→ **Exercise 1**
Could you reproduce the journal entry, starting with "I met up with" and going on through "glad I got out.", substituting "restroom" for every "bathroom"?
→ **Exercise 2**
How would this sentence from the journal entry read in Spanish: "Despite my own problems, I'm glad I got out."?

→ **Reading passage**
* * *

Rusty's had a cold this week and now it looks like I caught his bug. No surprise. I feel like my immune system has dropped since Josh was born. I used to not get sick from Rusty very often but now I'm catching it every time. So far Josh doesn't seem effected.

I met up with several other moms yesterday in Allen at Celebration Park. It was pretty fun being out with so many others (about a dozen or more showed up) and the park was nice. I was having issues though that made my experience less desirable: I had a raging headache, I was running late getting there, it was day-two of my period so I was running for the bathroom every 30 minutes, while using the bathroom with Josh at the park he kept going for the toilet to investigate so I had to spend time washing his hands afterwards, then a diaper change, all of which took at least 15 minutes in the bathroom and when we came out almost all the moms had left. At least he had fun crawling around on the grass when we all sat in a circle chatting. Despite my own problems, I'm glad I got out.

* * *

→ **Dataset excerpts**

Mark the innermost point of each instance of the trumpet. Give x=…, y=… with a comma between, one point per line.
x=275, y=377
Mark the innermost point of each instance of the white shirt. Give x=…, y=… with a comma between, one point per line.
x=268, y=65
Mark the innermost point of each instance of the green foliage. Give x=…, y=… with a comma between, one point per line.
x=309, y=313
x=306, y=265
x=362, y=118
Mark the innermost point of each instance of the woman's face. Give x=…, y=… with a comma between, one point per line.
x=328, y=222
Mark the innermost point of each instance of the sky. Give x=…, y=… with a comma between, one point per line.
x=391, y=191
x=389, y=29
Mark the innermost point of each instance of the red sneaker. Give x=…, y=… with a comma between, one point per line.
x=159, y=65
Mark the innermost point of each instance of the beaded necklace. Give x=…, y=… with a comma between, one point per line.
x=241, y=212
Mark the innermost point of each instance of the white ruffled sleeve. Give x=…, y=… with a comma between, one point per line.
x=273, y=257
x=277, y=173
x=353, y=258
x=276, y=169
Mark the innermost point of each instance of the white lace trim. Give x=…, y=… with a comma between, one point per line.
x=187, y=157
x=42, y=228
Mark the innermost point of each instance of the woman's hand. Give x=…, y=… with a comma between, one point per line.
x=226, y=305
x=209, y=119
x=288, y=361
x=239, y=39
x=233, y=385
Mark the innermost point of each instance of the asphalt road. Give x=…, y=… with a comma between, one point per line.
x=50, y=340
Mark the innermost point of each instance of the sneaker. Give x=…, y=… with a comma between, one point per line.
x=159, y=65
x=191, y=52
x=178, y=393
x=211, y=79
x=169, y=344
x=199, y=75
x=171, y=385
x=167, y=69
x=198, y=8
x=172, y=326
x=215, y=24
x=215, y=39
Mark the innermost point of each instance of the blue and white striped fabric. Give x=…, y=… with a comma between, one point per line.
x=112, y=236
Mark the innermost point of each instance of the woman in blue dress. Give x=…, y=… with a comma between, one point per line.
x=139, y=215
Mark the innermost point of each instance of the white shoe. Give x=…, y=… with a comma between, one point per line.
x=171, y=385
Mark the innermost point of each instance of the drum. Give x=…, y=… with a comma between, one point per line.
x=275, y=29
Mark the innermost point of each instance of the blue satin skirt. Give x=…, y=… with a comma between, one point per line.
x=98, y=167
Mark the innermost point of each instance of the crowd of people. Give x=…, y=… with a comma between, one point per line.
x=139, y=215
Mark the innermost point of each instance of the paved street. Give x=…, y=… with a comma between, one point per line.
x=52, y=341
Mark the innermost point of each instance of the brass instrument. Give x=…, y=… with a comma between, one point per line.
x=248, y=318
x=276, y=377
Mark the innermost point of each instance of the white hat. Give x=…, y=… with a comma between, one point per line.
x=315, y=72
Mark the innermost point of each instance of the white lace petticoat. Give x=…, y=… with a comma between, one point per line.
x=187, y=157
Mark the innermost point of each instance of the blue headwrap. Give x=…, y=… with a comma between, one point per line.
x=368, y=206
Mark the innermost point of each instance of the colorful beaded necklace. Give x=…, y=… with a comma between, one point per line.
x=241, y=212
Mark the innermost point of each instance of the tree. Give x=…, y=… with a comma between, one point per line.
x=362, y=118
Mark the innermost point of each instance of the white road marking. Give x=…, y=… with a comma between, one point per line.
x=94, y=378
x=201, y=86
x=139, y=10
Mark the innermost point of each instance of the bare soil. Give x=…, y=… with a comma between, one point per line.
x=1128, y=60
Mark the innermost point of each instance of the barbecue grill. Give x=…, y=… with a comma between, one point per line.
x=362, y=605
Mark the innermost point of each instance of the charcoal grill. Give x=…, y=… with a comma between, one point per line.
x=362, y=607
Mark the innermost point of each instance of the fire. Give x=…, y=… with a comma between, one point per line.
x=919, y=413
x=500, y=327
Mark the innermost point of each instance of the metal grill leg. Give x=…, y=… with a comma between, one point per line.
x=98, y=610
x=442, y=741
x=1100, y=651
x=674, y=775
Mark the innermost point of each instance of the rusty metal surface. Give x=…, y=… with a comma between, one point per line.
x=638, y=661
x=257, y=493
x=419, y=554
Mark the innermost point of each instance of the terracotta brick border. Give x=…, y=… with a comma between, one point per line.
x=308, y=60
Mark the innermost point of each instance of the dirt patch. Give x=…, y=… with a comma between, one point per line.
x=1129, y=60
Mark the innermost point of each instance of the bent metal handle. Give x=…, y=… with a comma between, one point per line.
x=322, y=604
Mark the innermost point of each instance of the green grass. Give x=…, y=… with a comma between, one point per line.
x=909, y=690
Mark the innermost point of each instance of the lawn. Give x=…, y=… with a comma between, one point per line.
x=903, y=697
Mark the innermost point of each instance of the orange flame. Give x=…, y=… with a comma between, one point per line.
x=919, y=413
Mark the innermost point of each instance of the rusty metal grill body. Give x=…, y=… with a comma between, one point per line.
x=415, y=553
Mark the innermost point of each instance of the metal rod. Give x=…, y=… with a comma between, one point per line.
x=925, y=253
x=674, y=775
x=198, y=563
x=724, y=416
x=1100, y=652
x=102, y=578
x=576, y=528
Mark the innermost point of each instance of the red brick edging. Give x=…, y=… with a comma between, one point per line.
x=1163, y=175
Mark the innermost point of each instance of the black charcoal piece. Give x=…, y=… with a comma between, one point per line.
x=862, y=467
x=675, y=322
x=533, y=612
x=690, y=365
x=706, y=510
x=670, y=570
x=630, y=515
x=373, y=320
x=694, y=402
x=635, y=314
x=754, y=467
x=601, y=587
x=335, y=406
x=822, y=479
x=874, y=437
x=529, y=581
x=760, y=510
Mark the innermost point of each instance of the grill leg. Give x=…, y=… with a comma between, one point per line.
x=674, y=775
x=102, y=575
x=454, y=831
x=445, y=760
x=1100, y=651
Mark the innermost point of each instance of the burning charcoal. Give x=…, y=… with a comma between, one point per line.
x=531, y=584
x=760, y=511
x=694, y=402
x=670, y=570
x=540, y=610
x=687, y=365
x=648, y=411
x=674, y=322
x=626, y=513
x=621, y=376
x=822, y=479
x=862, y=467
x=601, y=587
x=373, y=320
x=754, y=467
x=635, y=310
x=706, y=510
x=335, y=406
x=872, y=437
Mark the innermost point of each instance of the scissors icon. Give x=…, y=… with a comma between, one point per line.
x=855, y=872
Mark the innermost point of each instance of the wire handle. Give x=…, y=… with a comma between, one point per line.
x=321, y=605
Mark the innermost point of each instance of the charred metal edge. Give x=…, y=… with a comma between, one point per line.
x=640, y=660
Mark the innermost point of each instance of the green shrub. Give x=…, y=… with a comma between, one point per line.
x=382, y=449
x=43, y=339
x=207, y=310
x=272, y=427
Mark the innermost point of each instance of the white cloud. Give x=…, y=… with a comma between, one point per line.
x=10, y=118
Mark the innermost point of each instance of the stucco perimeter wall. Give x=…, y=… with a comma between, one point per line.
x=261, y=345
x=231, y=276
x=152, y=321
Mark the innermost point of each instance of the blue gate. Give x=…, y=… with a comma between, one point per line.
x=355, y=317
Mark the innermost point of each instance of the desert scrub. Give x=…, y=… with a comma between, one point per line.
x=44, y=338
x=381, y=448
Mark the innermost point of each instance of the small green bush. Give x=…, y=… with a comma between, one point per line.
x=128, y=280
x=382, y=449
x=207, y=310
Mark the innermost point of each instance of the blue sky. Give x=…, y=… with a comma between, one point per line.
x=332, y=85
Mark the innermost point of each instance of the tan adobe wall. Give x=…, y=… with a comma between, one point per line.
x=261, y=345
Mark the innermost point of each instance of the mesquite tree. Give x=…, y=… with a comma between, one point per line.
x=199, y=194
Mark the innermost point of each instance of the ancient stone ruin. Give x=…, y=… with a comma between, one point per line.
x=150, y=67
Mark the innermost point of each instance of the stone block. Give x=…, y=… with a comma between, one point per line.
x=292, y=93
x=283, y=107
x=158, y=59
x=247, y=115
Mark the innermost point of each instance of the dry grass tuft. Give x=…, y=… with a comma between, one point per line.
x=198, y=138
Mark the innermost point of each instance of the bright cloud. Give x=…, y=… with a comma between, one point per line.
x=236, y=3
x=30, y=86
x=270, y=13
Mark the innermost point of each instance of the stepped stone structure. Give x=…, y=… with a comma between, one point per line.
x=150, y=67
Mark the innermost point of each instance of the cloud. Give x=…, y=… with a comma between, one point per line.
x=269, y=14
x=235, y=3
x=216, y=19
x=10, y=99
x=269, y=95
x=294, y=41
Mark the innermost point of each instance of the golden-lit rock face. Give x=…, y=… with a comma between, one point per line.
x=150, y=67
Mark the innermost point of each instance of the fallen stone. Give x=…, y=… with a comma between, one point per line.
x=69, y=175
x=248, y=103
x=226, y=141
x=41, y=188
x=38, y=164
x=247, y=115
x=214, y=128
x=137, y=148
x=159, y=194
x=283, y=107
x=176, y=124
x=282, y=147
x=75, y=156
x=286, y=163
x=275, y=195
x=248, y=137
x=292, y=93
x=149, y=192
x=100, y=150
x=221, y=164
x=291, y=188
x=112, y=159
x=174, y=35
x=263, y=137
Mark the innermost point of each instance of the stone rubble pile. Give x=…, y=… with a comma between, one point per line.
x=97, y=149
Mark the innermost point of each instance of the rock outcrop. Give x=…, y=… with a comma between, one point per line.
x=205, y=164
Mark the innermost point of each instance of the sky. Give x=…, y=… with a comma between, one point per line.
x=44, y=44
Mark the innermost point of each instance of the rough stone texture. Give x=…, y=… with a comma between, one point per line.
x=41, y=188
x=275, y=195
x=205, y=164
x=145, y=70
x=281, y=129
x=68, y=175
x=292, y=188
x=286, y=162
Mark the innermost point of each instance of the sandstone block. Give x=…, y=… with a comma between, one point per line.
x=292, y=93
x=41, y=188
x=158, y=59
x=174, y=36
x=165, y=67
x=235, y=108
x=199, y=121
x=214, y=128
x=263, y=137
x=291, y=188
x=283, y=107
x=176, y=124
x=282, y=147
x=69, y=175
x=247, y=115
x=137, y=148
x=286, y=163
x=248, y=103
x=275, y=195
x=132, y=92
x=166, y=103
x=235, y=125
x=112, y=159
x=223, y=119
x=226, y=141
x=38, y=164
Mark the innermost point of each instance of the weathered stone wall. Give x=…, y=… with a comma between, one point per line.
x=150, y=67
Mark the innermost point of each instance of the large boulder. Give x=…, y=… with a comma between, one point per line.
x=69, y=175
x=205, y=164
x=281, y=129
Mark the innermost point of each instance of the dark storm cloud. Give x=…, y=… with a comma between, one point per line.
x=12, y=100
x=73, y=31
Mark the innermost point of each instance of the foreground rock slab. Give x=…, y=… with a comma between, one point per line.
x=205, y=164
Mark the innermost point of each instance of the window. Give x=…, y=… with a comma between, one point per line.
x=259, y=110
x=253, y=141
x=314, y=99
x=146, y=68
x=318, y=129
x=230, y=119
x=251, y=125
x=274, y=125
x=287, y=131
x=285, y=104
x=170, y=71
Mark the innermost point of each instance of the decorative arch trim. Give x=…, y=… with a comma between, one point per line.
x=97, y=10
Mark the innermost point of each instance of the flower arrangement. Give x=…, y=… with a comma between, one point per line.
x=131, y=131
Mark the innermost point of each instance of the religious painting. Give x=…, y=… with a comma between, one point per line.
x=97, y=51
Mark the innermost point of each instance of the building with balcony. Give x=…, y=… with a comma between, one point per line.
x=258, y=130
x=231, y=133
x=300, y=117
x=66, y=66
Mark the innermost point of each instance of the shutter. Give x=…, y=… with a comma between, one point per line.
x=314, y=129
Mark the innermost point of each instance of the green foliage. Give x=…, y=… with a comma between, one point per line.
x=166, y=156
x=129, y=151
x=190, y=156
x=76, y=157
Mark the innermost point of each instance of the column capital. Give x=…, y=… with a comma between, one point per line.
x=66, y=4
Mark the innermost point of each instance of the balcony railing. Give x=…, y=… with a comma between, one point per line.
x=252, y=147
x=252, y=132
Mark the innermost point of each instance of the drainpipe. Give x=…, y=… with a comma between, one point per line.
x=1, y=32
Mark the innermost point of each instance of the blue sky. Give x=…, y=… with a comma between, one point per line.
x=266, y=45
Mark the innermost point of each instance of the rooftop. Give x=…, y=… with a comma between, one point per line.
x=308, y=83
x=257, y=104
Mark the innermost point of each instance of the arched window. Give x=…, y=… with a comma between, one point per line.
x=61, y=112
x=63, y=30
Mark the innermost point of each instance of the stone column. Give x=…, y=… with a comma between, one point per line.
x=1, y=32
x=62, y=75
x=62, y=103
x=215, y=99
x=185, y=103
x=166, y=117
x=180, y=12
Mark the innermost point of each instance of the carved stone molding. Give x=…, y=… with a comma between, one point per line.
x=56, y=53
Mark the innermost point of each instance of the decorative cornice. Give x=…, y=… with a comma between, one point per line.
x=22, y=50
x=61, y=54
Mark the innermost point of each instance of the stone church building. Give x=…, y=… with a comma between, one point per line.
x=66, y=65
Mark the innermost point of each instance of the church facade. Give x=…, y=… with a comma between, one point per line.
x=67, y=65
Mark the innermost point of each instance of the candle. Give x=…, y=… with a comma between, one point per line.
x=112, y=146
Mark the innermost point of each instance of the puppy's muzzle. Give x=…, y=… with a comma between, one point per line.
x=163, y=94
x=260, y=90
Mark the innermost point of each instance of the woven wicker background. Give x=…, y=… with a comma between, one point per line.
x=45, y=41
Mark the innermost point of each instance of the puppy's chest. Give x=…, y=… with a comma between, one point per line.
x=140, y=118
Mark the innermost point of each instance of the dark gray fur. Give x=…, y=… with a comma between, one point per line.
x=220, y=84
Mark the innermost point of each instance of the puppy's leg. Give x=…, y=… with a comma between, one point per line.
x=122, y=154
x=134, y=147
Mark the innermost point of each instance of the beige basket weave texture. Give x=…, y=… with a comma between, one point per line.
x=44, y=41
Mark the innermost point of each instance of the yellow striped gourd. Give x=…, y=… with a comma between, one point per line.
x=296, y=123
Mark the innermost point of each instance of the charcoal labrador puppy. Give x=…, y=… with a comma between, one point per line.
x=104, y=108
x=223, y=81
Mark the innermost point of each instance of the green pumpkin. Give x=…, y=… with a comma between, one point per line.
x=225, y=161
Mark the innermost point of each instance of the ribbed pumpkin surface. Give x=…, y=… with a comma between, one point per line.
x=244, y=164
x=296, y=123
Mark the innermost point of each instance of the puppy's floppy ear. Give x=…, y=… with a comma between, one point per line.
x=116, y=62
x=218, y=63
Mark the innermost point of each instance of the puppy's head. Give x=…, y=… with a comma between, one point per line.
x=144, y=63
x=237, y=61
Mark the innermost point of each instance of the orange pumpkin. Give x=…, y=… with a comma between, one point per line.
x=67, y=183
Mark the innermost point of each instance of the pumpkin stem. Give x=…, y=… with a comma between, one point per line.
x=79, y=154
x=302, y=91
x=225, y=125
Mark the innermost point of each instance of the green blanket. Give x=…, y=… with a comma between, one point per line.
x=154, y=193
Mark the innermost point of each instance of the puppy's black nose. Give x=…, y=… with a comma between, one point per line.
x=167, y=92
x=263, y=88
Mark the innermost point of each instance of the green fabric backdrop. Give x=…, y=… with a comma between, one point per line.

* * *

→ **Answer section 1**
I met up with several other moms yesterday in Allen at Celebration Park. It was pretty fun being out with so many others (about a dozen or more showed up) and the park was nice. I was having issues though that made my experience less desirable: I had a raging headache, I was running late getting there, it was day-two of my period so I was running for the restroom every 30 minutes, while using the restroom with Josh at the park he kept going for the toilet to investigate so I had to spend time washing his hands afterwards, then a diaper change, all of which took at least 15 minutes in the restroom and when we came out almost all the moms had left. At least he had fun crawling around on the grass when we all sat in a circle chatting. Despite my own problems, I'm glad I got out.

→ **Answer section 2**
A pesar de mis propios problemas, me alegro de haber salido.